The Karaoke Sequence Lost in Translation (2003)

The karaoke sequence — roughly seven minutes of screen time across two adjacent locationsb17b18 — is the film's most beloved set-piece and the moment most often cited when people remember Lost in Translation. It is also the structural high-water mark of what the Backbeats page calls Charlotte's initial approach: try to make shape happen by inhabiting the templates fully. For one good night it works.

What happens

The night moves to a private karaoke box dense with smoke and colored light, and the songs come in this order on screen: Hans (a friend of Charlie Brown's) opens with a thunderous "God Save the Queen" by the Sex Pistols; Charlotte takes the mic for Elvis Costello's "(What's So Funny 'Bout) Peace, Love and Understanding" and follows it with The Pretenders' "Brass in Pocket" in a borrowed pink wig (the "I'm special" lyrics carry through the room); then Bob is announced and takes the mic for Roxy Music's "More Than This." He sings it ragged, slightly off-key, fully committed. Charlotte, on the couch beside him in the wig, does not laugh — she watches.

* _Records_
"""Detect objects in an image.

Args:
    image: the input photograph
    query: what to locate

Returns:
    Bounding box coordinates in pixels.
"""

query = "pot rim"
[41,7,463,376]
* * *
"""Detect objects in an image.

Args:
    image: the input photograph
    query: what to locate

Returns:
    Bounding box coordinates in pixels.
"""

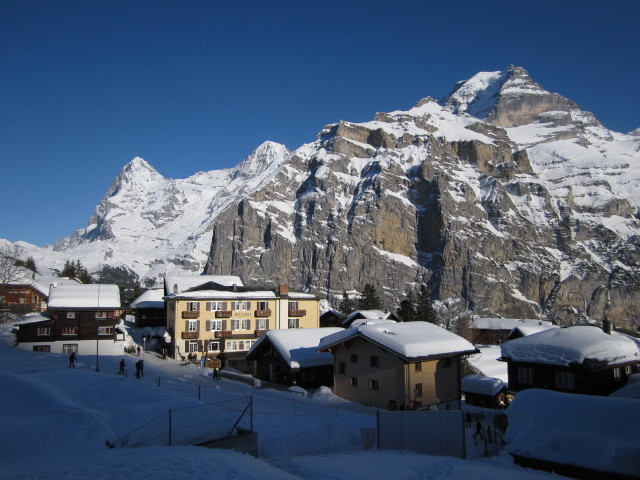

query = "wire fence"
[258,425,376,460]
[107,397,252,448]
---
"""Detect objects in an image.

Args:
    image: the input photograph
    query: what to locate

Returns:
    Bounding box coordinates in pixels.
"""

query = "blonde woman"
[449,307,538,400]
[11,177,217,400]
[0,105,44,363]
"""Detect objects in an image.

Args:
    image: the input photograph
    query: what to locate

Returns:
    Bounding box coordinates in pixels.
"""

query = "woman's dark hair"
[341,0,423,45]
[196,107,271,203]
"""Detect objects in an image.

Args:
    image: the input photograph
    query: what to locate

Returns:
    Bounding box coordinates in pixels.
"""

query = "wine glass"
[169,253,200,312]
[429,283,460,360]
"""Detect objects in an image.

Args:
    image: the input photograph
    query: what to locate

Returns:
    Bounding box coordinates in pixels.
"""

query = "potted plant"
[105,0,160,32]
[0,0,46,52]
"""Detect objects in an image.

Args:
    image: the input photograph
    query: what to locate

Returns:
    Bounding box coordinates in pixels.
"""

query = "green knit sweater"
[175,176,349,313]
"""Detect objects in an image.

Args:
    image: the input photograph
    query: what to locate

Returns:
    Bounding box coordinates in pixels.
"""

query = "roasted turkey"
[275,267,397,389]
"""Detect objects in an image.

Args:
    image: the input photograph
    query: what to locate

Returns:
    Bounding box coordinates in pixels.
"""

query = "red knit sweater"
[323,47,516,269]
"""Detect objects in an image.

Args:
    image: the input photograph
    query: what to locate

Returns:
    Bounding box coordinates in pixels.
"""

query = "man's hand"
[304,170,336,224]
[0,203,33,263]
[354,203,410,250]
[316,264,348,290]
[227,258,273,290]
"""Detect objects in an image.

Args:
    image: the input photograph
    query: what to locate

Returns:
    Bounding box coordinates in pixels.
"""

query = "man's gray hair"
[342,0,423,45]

* _Jobs_
1. For each statement below, say whether it agrees with the passage about the karaoke sequence in Lost in Translation, and quote the words that decide it: (a) Hans is the first to sing, with "God Save the Queen." (b) Bob sings "More Than This" in tune. (c) Charlotte laughs while Bob sings.
2. Extend the passage about the karaoke sequence in Lost in Translation, starting after its last sentence.

* _Outputs in order_
1.
(a) Yes: "Hans (a friend of Charlie Brown's) opens with a thunderous "God Save the Queen" by the Sex Pistols"
(b) No: "He sings it ragged, slightly off-key, fully committed."
(c) No: "Charlotte, on the couch beside him in the wig, does not laugh — she watches."

2.
Why it works

Sofia Coppola has said in many interviews that the karaoke box was the scene she had wanted to shoot first.

"I had been to those karaoke rooms in Tokyo many times. There's something about being in that small room with the colored light and the bad sound system that just dissolves the embarrassment. Everyone is being a little ridiculous, and it gives you permission to feel something. I wanted to put that feeling in a movie." — Sofia Coppola, The Criterion Collection commentary (2004)

Bill Murray's choice of "More Than This" — a song Bryan Ferry recorded in 1982, on the album Avalon, about a love that has come and gone and left nothing but its memory — does most of the structural work. The lyrics describe exactly the kind of bounded experience the film is about. Murray sings them as if he means them, and the camera holds on Johansson's face as she registers that he does.

"It is impossible to overstate how much the karaoke scene does in this movie. Bill Murray sings 'More Than This' as if he is hearing it for the first time, and Scarlett Johansson watches him as if she is realizing something. The scene is the whole movie in compressed form." — Roger Ebert, Chicago Sun-Times (2003)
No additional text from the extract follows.